• **学习文本**
☆ ☆ ☆

教师简介

胡海 长聘教轨助理教授

部门:英语系

主要经历

上海交通大学外国语学院英语系助理教授(2021-今)

美国印第安纳大学布鲁明顿分校计算语言学博士(2015-2021)

中国人民大学英语语言学硕士(2012-2015)

中国人民大学英语语言文学学士(2008-2012)

德国图宾根大学语言学系交换生(2013-2014)

 

个人主页

教学科研

研究兴趣:

计算语言学;自然语言理解;自然语言推理;句法树库;语料库翻译研究;数字人文

 

科研项目:

  • 主持教育部人文社科青年项目(2022-今,在研)
  • 翻译文本句法树库建立(2019-2022,在研):中国人民大学-印第安纳大学种子基金 (Renmin University of China–Indiana University Joint Funding Program) 
  • 原生汉语自然语言推理数据集 Original Chinese Natural Language Inference (OCNLI) corpus. link
  • 中文语言理解测评基准 Chinese Language Understanding Evaluation (CLUE) benchmark. link

 

教授课程

上海交通大学:学术英语写作、大学英语、英语视听说、语言智能

印第安纳大学:语言学入门、认知科学中的逻辑与数学(助教)

 

研究领域及论文:


【自然语言理解/自然语言推理; natural language understanding/natural language inference】

 

In this line of research, I work on:

 

1) teaching computers to understand human language in the form of natural language inference (自然语言推理), employing both logic-based methods (monotonicity calculus) and deep learning methods (pre-trained language models such as BERT), in collaboration with logicians and computer scientists.

☆ ☆ ☆

[数据集条目]
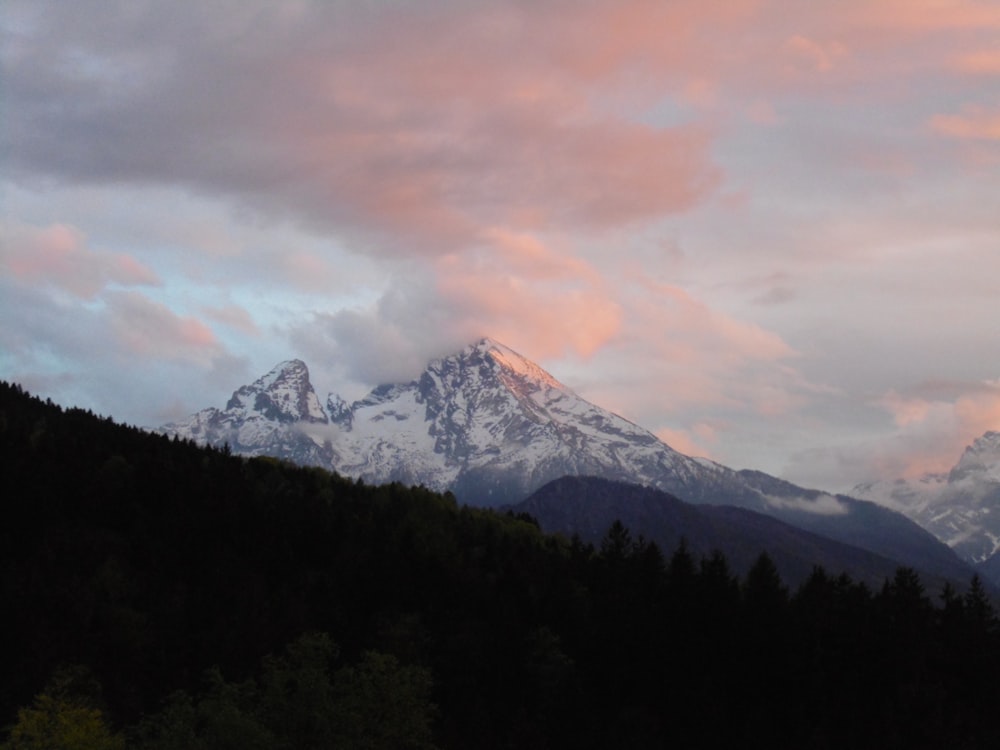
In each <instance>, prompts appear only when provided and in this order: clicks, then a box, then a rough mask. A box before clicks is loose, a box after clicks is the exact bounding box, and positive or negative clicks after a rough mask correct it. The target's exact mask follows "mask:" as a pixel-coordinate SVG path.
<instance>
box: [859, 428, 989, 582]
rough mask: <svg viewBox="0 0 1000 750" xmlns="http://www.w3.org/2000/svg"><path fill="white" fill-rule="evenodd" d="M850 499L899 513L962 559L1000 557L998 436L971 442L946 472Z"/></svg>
mask: <svg viewBox="0 0 1000 750" xmlns="http://www.w3.org/2000/svg"><path fill="white" fill-rule="evenodd" d="M852 495H856V496H857V497H861V498H865V499H868V500H873V501H875V502H878V503H880V504H882V505H885V506H886V507H889V508H892V509H894V510H897V511H899V512H900V513H903V514H904V515H906V516H907V517H909V518H911V519H912V520H914V521H916V522H917V523H919V524H920V525H921V526H923V527H924V528H926V529H928V530H929V531H930V532H931V533H933V534H934V535H935V536H936V537H937V538H938V539H941V540H942V541H943V542H945V543H946V544H948V546H950V547H951V548H952V549H954V550H955V551H956V552H957V553H958V554H959V556H960V557H962V558H964V559H966V560H968V561H970V562H973V563H984V562H986V561H987V560H989V559H990V558H991V557H994V556H996V555H998V554H1000V432H993V431H989V432H986V433H985V434H984V435H982V436H981V437H979V438H977V439H976V440H975V441H973V443H972V444H971V445H969V446H967V447H966V449H965V450H964V451H963V453H962V455H961V456H960V457H959V460H958V462H957V463H956V464H955V466H954V467H952V469H951V470H950V471H949V472H946V473H929V474H925V475H923V476H921V477H919V478H917V479H912V480H910V479H897V480H895V481H878V482H870V483H867V484H862V485H858V486H857V487H855V488H854V490H853V491H852Z"/></svg>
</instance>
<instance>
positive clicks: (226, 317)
mask: <svg viewBox="0 0 1000 750" xmlns="http://www.w3.org/2000/svg"><path fill="white" fill-rule="evenodd" d="M202 312H203V313H204V314H205V315H206V316H207V317H209V318H211V319H212V320H214V321H216V322H218V323H222V324H223V325H227V326H229V327H230V328H235V329H236V330H238V331H241V332H243V333H246V334H248V335H250V336H259V335H260V329H259V328H258V327H257V324H256V323H254V321H253V318H252V317H251V315H250V313H249V312H247V310H246V309H245V308H243V307H240V306H239V305H226V306H224V307H205V308H202Z"/></svg>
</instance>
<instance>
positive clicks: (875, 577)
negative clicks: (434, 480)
mask: <svg viewBox="0 0 1000 750" xmlns="http://www.w3.org/2000/svg"><path fill="white" fill-rule="evenodd" d="M511 510H512V511H514V512H516V513H528V514H529V515H531V516H533V517H534V518H536V519H538V521H539V523H540V525H541V526H542V528H544V529H545V530H547V531H550V532H560V533H563V534H566V535H573V534H576V535H578V536H579V537H580V538H581V539H583V541H586V542H591V543H593V544H600V542H601V541H602V539H603V538H604V536H605V535H606V533H607V531H608V528H609V527H610V526H611V524H612V523H614V522H615V521H616V520H617V521H621V523H622V524H623V525H624V526H625V527H626V528H627V529H630V530H633V533H635V532H638V531H641V533H642V535H643V537H644V538H645V539H647V540H648V541H654V542H656V543H657V544H659V545H660V547H661V549H664V550H666V551H667V554H669V552H670V550H673V549H675V548H676V547H677V546H678V545H679V544H680V543H681V541H683V543H684V544H685V545H686V547H687V549H688V551H689V552H690V553H691V555H692V556H693V557H694V558H695V559H698V558H703V557H708V556H709V555H711V554H712V553H713V552H716V551H718V552H722V553H723V554H724V555H725V557H726V560H727V561H728V562H729V564H730V565H731V566H732V569H733V571H734V572H735V573H737V574H738V575H740V576H745V575H746V574H747V571H749V570H750V568H751V567H752V566H753V564H754V563H755V562H756V561H757V558H758V557H759V556H760V553H761V550H766V551H767V553H768V555H769V556H770V557H771V559H772V561H773V562H774V564H775V567H776V568H777V569H778V572H779V574H780V575H781V578H782V580H783V581H785V582H786V583H788V584H790V585H792V586H795V585H798V584H799V583H801V582H803V581H804V580H805V579H806V578H807V577H808V576H809V575H810V574H811V573H812V571H813V568H814V566H817V565H819V566H821V567H823V568H824V569H825V570H826V571H828V572H836V573H841V572H846V573H847V574H848V575H850V576H851V578H853V579H854V580H855V581H861V582H864V583H866V584H868V585H869V586H870V587H872V588H873V589H877V588H878V587H879V586H880V585H881V584H882V582H883V581H885V580H886V579H887V578H888V579H891V578H892V576H893V574H894V573H895V571H896V568H897V567H898V566H899V564H900V563H899V561H898V560H893V559H890V558H888V557H886V556H884V555H879V554H875V553H874V552H869V551H867V550H863V549H860V548H858V547H855V546H851V545H848V544H845V543H843V542H838V541H834V540H833V539H830V538H828V537H826V536H822V535H820V534H814V533H812V532H809V531H805V530H804V529H801V528H799V527H797V526H793V525H791V524H788V523H785V522H784V521H779V520H778V519H776V518H774V517H772V516H769V515H766V514H764V513H757V512H755V511H752V510H747V509H746V508H737V507H734V506H731V505H693V504H691V503H686V502H684V501H682V500H680V499H678V498H676V497H674V496H673V495H670V494H668V493H666V492H663V491H662V490H657V489H654V488H652V487H641V486H639V485H634V484H625V483H621V482H614V481H611V480H608V479H599V478H596V477H563V478H562V479H556V480H555V481H553V482H549V483H548V484H547V485H545V486H544V487H542V488H540V489H539V490H537V491H536V492H534V493H532V495H531V496H530V497H529V498H527V499H526V500H524V501H523V502H520V503H518V504H517V505H514V506H513V507H512V508H511ZM635 535H636V536H637V535H638V534H637V533H635ZM942 560H943V565H942V566H941V567H940V569H939V570H938V571H936V572H928V571H926V570H921V571H920V573H921V578H922V580H923V581H924V583H925V584H926V585H927V586H928V587H929V590H933V591H937V590H940V588H941V586H943V584H944V581H945V580H949V579H951V580H955V579H956V578H962V577H963V576H966V575H968V573H969V571H968V569H967V568H966V567H965V566H963V565H960V564H957V562H958V561H957V560H955V559H954V558H953V557H951V556H942ZM917 562H919V561H917Z"/></svg>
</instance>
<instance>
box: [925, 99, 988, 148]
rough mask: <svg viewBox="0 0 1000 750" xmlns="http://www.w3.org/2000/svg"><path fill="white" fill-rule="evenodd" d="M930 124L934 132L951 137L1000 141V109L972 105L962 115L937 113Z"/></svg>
mask: <svg viewBox="0 0 1000 750" xmlns="http://www.w3.org/2000/svg"><path fill="white" fill-rule="evenodd" d="M930 126H931V129H932V130H934V132H936V133H940V134H941V135H946V136H949V137H951V138H960V139H967V140H983V141H1000V109H998V110H992V111H991V110H988V109H986V108H984V107H980V106H976V105H970V106H968V107H965V108H964V109H963V110H962V114H960V115H935V116H934V117H933V118H932V119H931V122H930Z"/></svg>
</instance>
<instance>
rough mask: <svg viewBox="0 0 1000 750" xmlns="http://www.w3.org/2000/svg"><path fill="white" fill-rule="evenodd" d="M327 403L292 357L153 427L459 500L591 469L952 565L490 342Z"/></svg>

☆ ☆ ☆

• **学以致用**
1 – 返回这份教师简介中从“计算语言学;自然语言理解;自然语言推理;句法树库;语料库翻译研究;数字人文”到“Joint Funding Program)”的原文，首尾两处都包括在内。
2 – 根据这份教师简介，胡海是在哪所大学取得计算语言学博士学位的？

• **任务结果**
1 –
计算语言学;自然语言理解;自然语言推理;句法树库;语料库翻译研究;数字人文

 

科研项目:

  • 主持教育部人文社科青年项目(2022-今,在研)
  • 翻译文本句法树库建立(2019-2022,在研):中国人民大学-印第安纳大学种子基金 (Renmin University of China–Indiana University Joint Funding Program)

2 – 美国印第安纳大学布鲁明顿分校。